Figure 2.8 – Mudguards

Figure 2.8 – Mudguards

While these are great pieces, here is another element in the kit that is even cooler!

Projectile launcher

This piece might be my favorite, but as an educator, it would easily be a headache! I know this kit does not come with a touch/force sensor, but the fact that it comes with two of these is great for coming up with new ideas. While there is fun in creating robots that shoot projectiles, such as Blast, which is one of the five builds, these can prove to be helpful in some other build ideas. And who doesn't love to launch projectiles?! This is a great addition to this kit to increase engagement and excitement:

Figure 2.9 – Projectile launchers

Figure 2.9 – Projectile launchers

Next, let's look at sensors!

Sensors

This kit is limited when it comes to external sensors. In previous kits, the builder was given a variety of sensors to use. Keep in mind that while this kit only provides two external sensors, there are sensors built into the Intelligent Hub. Overall, you are given the following sensors:

  • Inbuilt sensors:

    Gyro

    Accelerometer

    Timer

  • External sensors:

    Color sensor

    Distance sensor

The Intelligent Hub itself contains an accelerometer and gyroscope, which is great as you can use the data they collect to write some quality code with your robots. Another neat feature of the Intelligent Hub and these sensors are the gesture controls that allow the builder to create code based on tap, free fall, and shake using these sensors:

Figure 2.10 – The distance sensor on the left and the color sensor on the right that come with the kit

Figure 2.10 – The distance sensor on the left and the color sensor on the right that come with the kit

There are a few more details worth mentioning. The color sensor has been upgraded compared to previous versions. The color sensor is able to identify a small dose of color to make decisions. The sensor can also detect eight colors. Finally, it can identify these colors in both dark and bright light, which is very helpful. The sensor allows the coder to use color and reflection light.

### To do
[1] Answer these questions about the passage on the kit's parts and sensors:
(a) How many projectile launchers does the kit come with?
(b) Which three sensors does the passage list as inbuilt?
(c) How many colors can the color sensor detect?
[2] Can you summarize the passage on the kit's parts and sensors in two sentences?
[3] Continue the passage on the kit's parts and sensors from its final sentence.

### Supplied records
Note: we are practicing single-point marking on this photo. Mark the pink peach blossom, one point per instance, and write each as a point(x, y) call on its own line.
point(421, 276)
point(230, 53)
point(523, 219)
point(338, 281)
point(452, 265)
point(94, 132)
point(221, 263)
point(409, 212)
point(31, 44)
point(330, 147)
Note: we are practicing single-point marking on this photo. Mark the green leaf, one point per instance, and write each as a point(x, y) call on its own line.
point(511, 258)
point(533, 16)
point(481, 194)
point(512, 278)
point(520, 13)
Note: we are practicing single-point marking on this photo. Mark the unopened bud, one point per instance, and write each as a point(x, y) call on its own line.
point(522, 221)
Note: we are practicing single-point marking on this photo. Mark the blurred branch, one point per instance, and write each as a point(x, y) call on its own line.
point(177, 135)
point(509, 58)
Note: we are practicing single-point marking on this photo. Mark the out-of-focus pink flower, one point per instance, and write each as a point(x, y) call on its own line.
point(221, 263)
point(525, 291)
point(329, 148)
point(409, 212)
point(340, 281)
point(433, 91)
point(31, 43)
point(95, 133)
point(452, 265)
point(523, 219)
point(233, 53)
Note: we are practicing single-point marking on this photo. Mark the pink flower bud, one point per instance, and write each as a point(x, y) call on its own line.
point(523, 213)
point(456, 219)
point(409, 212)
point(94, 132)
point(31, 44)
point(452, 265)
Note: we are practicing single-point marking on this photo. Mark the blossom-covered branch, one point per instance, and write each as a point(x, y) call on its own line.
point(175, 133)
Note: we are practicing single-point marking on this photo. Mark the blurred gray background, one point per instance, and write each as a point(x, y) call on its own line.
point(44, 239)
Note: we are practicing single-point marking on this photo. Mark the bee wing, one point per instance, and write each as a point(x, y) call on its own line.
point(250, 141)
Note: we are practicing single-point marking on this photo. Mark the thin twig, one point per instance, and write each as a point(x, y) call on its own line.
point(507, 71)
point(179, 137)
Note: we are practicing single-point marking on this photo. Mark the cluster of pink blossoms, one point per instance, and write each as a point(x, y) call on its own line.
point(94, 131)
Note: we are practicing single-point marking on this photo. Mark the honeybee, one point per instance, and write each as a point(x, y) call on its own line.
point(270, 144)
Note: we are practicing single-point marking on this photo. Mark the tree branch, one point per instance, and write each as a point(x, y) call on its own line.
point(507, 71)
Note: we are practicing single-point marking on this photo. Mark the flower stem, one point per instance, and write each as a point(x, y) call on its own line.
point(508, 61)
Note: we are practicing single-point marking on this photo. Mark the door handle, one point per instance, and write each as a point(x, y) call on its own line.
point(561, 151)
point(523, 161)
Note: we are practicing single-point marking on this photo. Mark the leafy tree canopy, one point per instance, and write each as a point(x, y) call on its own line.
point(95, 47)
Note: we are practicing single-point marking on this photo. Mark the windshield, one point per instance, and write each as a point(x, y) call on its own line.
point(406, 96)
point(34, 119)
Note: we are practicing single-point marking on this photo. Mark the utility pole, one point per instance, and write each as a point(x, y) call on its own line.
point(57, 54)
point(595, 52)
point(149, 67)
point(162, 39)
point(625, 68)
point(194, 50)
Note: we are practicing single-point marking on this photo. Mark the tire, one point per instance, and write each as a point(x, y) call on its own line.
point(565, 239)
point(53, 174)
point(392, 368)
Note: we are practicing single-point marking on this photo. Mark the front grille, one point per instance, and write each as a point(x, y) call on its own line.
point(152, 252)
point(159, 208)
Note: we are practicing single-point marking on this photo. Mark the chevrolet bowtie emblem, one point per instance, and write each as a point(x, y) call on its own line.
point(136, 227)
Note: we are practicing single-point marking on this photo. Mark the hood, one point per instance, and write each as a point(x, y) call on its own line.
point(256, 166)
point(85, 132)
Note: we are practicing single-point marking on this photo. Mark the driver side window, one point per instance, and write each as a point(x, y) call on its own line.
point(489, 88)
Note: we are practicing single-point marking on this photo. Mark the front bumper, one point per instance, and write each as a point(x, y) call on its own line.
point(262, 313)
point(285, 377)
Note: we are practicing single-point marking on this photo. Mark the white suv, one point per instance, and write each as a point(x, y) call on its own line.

### The replies
[1]
(a) Two.
(b) Gyro, accelerometer, and timer.
(c) Eight.

[2] The kit includes two projectile launchers, which the passage calls a favorite piece that adds engagement and excitement and can be useful in other build ideas. Although the kit offers only two external sensors, a color sensor and a distance sensor, the Intelligent Hub has a built-in gyro, accelerometer, and timer, and the upgraded color sensor can detect eight colors in both dark and bright light.

[3]
The distance sensor is relatively similar to previous models except for a few changes. First, it has lights around the eye parts of the sensor that can be activated. The builder can program these lights, which is a cool feature.

The sensor is more accurate than previous models, but the range has been reduced from 250 cm to 200 cm. This will not impact many builders but is worth noting. You can choose distance settings of inches, centimeters, or percent.

Overall, the kit provides the builder with four motors and two sensors along with the sensors built into the Intelligent Hub itself, providing countless opportunities for building and coding.

Motors

This kit provides the builder with four motors. These motors have a top speed of 185 RPM along with a max torque of 18 Ncm. Additionally, the motors have sensors that allow you to gather data on both speed and position when using the app. One thing you will notice is that these medium motors are smaller than the medium motors of previous kits, but are much easier to build within your designs. This is a nice feature to allow the builder to create more fluid and precise builds. The shape also allows for easier builds than previous models where the motors had some unique shapes that could challenge how the builder created their creations:

Figure 2.11 – The design of the medium motors in the kit

Figure 2.11 – The design of the medium motors in the kit

The new motors are different from the NXT and EV3 motors. In the previous kits, you were able to put an axle all the way through the motor. These new motors do not allow the builder to do this build. At first, I did not like this, but I realized quickly that it did not prevent any builds from being successful.

One key advantage to these motors is their absolute positioning. This helps with the alignment of motors and to have more precise positioning when using robots that require motors to be synced.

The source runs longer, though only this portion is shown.